◆ Passage:
Regarding keeping it a single function and conditionally-compiling code - with the ALSA driver I have the benefit of knowing it will be compiled on Linux - alsa/asoundlib.h includes endian.h -- which is a platform-specific header. It's not defined by POSIX, and even between Unix-ish platforms it differs in what macros it defines.

I can try getting together a list of macros to determine endianness and do the same in PlayerA. Main concern though is that would bring platform-specific macros into code that (as far as I can tell) is platform-independent. That's why I went with the two-function + runtime check.

ValleyBell commented 1 year ago

I wouldn't mind to just have a global #define that controls Endianess.

Apparently you can do this easily with CMake's built-in scripts:

If you want, I can do the CMake integration and leave the code fixes to you.

jprjr commented 1 year ago

That would be great!

ValleyBell commented 1 year ago

I pushed a commit 5708a21390ed955059efff8dd501644c435dd5e2 that makes CMake define the VGM_LITTLE_ENDIAN and VGM_BIG_ENDIAN variables.
I also implemented the ALSA fixes in 02bc8a64bfec599793c5d85bc9b5149e41dabe8f and gave you credit.

ValleyBell commented 11 months ago

Do you intend to touch the pointer-cast/memory stuff again at some point?

◆ Supplied entries:
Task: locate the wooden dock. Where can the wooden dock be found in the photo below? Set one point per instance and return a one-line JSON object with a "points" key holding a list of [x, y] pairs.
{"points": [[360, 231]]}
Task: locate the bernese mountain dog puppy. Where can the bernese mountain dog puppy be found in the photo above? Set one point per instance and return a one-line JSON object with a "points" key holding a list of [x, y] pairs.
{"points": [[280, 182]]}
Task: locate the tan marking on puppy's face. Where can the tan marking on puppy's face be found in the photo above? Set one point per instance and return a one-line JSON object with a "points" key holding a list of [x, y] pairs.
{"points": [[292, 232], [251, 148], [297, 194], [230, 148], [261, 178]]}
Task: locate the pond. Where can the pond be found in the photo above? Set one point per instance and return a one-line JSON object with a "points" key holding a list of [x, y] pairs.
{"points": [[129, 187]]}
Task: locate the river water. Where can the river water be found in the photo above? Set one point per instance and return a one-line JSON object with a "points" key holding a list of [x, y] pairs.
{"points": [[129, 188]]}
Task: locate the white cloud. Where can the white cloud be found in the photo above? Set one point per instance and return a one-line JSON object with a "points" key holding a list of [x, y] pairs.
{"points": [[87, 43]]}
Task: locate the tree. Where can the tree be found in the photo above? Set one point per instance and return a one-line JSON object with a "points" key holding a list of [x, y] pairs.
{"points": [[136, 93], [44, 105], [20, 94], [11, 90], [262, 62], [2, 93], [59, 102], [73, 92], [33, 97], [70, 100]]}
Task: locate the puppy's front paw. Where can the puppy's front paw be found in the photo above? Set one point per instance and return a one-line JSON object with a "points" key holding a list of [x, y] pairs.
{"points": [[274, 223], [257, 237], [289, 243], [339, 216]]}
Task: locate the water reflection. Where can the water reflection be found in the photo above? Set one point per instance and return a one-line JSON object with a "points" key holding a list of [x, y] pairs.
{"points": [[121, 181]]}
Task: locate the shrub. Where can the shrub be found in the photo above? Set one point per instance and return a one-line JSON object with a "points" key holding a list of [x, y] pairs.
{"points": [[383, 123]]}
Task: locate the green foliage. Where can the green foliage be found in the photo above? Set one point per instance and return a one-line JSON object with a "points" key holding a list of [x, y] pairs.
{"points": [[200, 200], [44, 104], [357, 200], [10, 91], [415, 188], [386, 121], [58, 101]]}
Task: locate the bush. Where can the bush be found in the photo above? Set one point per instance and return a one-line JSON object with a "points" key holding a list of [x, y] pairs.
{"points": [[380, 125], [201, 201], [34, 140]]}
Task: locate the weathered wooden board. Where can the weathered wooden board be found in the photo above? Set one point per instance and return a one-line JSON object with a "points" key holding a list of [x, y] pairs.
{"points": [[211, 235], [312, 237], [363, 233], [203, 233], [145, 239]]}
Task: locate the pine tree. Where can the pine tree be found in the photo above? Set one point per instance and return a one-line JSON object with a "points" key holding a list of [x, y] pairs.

◆ Exercises:
a - Reproduce the part of the endianness thread starting at "I pushed a commit" and ending at "at some point?".
b - Condense the paragraph of the endianness thread that begins "I can try getting together a list" into a shorter version that keeps its main facts.

◆ Solutions to the problems:
a -
I pushed a commit 5708a21390ed955059efff8dd501644c435dd5e2 that makes CMake define the VGM_LITTLE_ENDIAN and VGM_BIG_ENDIAN variables.
I also implemented the ALSA fixes in 02bc8a64bfec599793c5d85bc9b5149e41dabe8f and gave you credit.

ValleyBell commented 11 months ago

Do you intend to touch the pointer-cast/memory stuff again at some point?

b - The writer could gather a list of endianness macros and use them the same way in PlayerA. The main worry is that this would add platform-specific macros to code that seems platform-independent. That is why two functions with a runtime check were chosen instead.